** DOKUMENT **
Inzwischen freuen sich auch die Grünen über Parteispenden von Konzernen wie Daimler und BMW

Von Matthias Meisner

Berlin - Das waren noch Zeiten, als die Grünen gegen die Verfilzung zwischen Politik und Wirtschaft „durch Beraterverträge, Zuwendungen, Aufsichtsratssitze“ wetterten. Dietmar Strehl, Schatzmeister, sitzt zufrieden in seinem Büro. Dunkel erinnert er sich an das erste Programm, das bis vor ein paar Jahren Gültigkeit hatte. Das war einmal. Er schmunzelt und legt die Fakten auf den Tisch: Zum ersten Mal haben die Grünen im großen Stil Spenden von deutschen Konzernen bekommen – darunter von Allianz, BMW und Daimler-Chrysler. Gut eine Million Euro waren es 2002, vier Prozent der Gesamteinnahmen. Der Trend ist klar: 2001 lagen die Unternehmensspenden bei nur 550 000 Euro, im Jahr zuvor sogar nur bei 200 000 Euro. „Wir haben eine relevante Größe erreicht.“

Es hat sich was getan, vor allem kulturell. Denn dass die Spenden nicht mehr nur aus den Reihen der eigenen Abgeordneten kommen, die einen Teil ihrer Diäten an die Partei abgeben, hat etwas mit Veränderung der Partei zu tun. „In diesem Bereich sind wir schon etabliert“, sagt der Schatzmeister. Und macht keinen Hehl daraus, dass er über weitere Unternehmen als Großspender durchaus froh wäre. Andere kassieren schließlich auch und in größerem Umfang. Die SPD etwa bekam 2002 von Firmen 3,4 Millionen Euro überwiesen. Die konservative Opposition hatte es noch besser: 3,1 Millionen Euro verbuchte die FDP, 7,2 Millionen die CSU und 9,6 Millionen die CDU.

Manche Konzerne, etwa die Allianz, spenden allen Parteien, weil sie die Demokratie unterstützen wollen. Andere finden, glaubt Strehl, das Grünen-Programm „interessant“. Bestimmte Unternehmen werden inzwischen gezielt umworben – etwa solche aus der Windenergie- oder Photovoltaikbranche. Doch nehmen würde Strehl das Geld fast von jedem, eine „bisher klare Grenze“ zieht er zu Rüstungskonzernen.

** FRAGEN UND AUFGABEN **
- A) Beantworten Sie anhand des Artikels über Parteispenden an die Grünen die folgenden Fragen.
(i) Wie hoch waren die Unternehmensspenden an die Grünen im Jahr 2001?
(ii) Wie viel Geld überwiesen Firmen der SPD im Jahr 2002?
(iii) Gegenüber welchen Konzernen zieht Strehl eine „bisher klare Grenze“?
- B) Fassen Sie den Absatz des Artikels über Parteispenden an die Grünen, der mit „Es hat sich was getan“ beginnt, als kurze Stichpunktliste zusammen.

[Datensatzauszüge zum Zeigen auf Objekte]
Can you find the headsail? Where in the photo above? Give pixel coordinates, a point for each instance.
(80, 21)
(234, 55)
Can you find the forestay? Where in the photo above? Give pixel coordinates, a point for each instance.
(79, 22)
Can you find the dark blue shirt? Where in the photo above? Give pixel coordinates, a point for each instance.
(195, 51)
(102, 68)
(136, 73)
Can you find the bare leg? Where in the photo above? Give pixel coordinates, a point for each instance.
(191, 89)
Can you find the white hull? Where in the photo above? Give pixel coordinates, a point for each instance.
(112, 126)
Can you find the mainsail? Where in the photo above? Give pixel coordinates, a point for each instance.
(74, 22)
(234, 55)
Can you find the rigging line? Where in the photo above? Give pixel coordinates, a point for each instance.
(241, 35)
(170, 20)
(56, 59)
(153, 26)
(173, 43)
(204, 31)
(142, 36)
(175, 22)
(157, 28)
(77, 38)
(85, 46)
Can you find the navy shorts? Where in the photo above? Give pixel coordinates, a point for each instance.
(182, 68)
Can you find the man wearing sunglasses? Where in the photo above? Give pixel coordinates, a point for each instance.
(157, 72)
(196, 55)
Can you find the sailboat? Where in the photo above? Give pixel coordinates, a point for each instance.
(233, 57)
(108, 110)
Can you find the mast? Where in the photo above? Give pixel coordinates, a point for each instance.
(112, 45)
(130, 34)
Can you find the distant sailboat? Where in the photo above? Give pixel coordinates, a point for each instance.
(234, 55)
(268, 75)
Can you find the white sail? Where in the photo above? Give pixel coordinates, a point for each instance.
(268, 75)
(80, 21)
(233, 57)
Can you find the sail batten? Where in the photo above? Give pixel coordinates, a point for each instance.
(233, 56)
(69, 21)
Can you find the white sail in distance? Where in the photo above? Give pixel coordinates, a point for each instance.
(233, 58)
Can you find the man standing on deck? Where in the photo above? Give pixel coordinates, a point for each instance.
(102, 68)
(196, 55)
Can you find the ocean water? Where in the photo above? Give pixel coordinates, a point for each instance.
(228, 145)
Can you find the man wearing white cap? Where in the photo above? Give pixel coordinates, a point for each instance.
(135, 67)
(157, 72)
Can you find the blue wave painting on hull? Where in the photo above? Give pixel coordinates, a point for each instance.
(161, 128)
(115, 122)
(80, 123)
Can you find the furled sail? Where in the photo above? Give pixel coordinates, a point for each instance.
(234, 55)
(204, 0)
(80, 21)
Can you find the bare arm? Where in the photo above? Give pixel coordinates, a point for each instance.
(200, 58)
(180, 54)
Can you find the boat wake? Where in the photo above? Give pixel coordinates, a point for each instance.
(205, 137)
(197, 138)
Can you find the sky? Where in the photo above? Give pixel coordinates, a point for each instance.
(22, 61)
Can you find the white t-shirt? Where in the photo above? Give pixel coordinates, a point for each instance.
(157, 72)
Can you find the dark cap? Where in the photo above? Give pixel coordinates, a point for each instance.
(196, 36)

** LÖSUNGEN **
- A)
(i) Bei 550 000 Euro.
(ii) 3,4 Millionen Euro.
(iii) Gegenüber Rüstungskonzernen.

- B)
- Veränderung vor allem kultureller Art
- Spenden kommen nicht mehr nur von eigenen Abgeordneten, die einen Teil ihrer Diäten abgeben
- Schatzmeister: „In diesem Bereich sind wir schon etabliert“
- Er wäre über weitere Unternehmen als Großspender froh
- Andere Parteien erhalten mehr Firmenspenden: SPD 3,4 Mio. Euro (2002), FDP 3,1 Mio., CSU 7,2 Mio., CDU 9,6 Mio. Euro